• **EXERCISE INSTRUCTIONS**:
[1] In the forum thread on Gremlin variant testing, what package does the first numbered step propose creating?
[2] Quote everything in the forum thread on Gremlin variant testing from "3. It will have" down to "TinkerGraphComputerVariantProvider ... in test/.".

• **EXCERPT PROVIDED**:
◇ ◇ ◇ ◇ ◇

I'm running into a bunch of meta-programming losing metaMethods stuff with TestSuite. I think we should do this:
1. Create a gremlin-variants package.
2. It will have VariantTraversalSource, VariantTraversal, VariantAnonymousTraversal, VariantConverter in main/.
3. It will have a version of all the tests, but only needed once for ALL variants.
public abstract class VariantSumTest { public static class Traversals extends SumTest { @Override public Traversal<Vertex, Double> get_g_V_valuesXageX_sum() { new VariantTraversalSource(converter,g).V().values("age").sum(); } @Override public Traversal<Vertex, Map<String, Number>> get_g_V_hasLabelXsoftwareX_group_byXnameX_byXbothE_weight_sumX() { new VariantTraversalSource(converter,g).V().hasLabel("software").group().by("name").by(bothE().values("weight").sum(); } } }
4. We will have TinkerGraphVariantProvider, TinkerGraphComputerVariantProvider ... in test/.
5. We will have XXXVariantProcessStandardSuite and XXXVariantProcessComputerSuite tests in test/.
6. All the XXXVariantProcessXXXSuites will have a static VariantConverter field. (see its use above)
The sucky thing is that we have to copy all the tests over and keep them in sync like we do with Gremlin-Groovy. The benefit is that things are "cleaner" and all this meta-program insanity can chill out a bit.
I think that sounds good. I was wondering if you were going to be able to implement it the way you initially proposed. Maintaining one more set of tests to cover many variants is an acceptable cost in my book.

◇ ◇ ◇ ◇ ◇

• **EXCERPTED RECORDS**:
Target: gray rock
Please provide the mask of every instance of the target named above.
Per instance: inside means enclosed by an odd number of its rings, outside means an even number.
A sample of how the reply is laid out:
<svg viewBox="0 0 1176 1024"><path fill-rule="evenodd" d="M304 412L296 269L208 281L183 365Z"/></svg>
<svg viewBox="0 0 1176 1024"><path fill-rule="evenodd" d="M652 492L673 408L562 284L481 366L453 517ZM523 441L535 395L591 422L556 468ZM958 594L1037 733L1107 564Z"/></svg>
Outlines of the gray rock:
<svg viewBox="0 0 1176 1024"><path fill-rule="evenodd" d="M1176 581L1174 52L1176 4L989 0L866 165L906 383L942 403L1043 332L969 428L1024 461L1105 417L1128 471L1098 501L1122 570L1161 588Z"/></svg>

◇ ◇ ◇ ◇ ◇

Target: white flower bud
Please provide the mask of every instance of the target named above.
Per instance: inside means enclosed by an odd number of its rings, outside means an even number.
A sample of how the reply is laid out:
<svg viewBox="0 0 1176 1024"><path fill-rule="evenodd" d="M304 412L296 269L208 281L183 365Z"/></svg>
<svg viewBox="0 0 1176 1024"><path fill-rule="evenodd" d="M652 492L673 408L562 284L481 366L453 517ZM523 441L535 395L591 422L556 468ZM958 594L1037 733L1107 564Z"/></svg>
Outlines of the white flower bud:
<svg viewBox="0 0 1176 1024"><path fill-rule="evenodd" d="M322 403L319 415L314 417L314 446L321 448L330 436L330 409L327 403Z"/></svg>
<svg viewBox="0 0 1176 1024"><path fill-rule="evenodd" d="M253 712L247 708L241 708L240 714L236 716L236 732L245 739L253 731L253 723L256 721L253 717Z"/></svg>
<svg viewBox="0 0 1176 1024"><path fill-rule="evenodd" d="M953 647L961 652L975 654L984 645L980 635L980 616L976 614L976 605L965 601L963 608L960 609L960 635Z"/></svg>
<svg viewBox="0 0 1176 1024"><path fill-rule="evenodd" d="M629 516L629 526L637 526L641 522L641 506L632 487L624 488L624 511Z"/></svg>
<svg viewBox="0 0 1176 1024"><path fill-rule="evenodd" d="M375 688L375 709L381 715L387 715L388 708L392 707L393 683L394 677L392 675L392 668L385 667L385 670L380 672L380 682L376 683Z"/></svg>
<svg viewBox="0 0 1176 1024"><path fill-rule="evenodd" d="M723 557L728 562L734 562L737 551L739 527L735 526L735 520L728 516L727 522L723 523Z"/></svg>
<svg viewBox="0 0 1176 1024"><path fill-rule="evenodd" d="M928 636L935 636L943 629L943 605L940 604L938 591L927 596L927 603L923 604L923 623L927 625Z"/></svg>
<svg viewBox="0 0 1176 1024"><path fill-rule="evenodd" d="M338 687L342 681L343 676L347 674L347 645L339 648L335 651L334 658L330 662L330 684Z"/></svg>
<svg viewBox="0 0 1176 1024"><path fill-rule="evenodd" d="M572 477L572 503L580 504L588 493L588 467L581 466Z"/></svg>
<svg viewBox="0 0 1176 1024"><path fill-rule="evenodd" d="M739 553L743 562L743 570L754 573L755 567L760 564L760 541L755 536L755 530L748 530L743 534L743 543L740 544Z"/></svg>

◇ ◇ ◇ ◇ ◇

• **RESULTS FOR THE EXERCISE**:
[1] A gremlin-variants package.

[2]
3. It will have a version of all the tests, but only needed once for ALL variants.
public abstract class VariantSumTest { public static class Traversals extends SumTest { @Override public Traversal<Vertex, Double> get_g_V_valuesXageX_sum() { new VariantTraversalSource(converter,g).V().values("age").sum(); } @Override public Traversal<Vertex, Map<String, Number>> get_g_V_hasLabelXsoftwareX_group_byXnameX_byXbothE_weight_sumX() { new VariantTraversalSource(converter,g).V().hasLabel("software").group().by("name").by(bothE().values("weight").sum(); } } }
4. We will have TinkerGraphVariantProvider, TinkerGraphComputerVariantProvider ... in test/.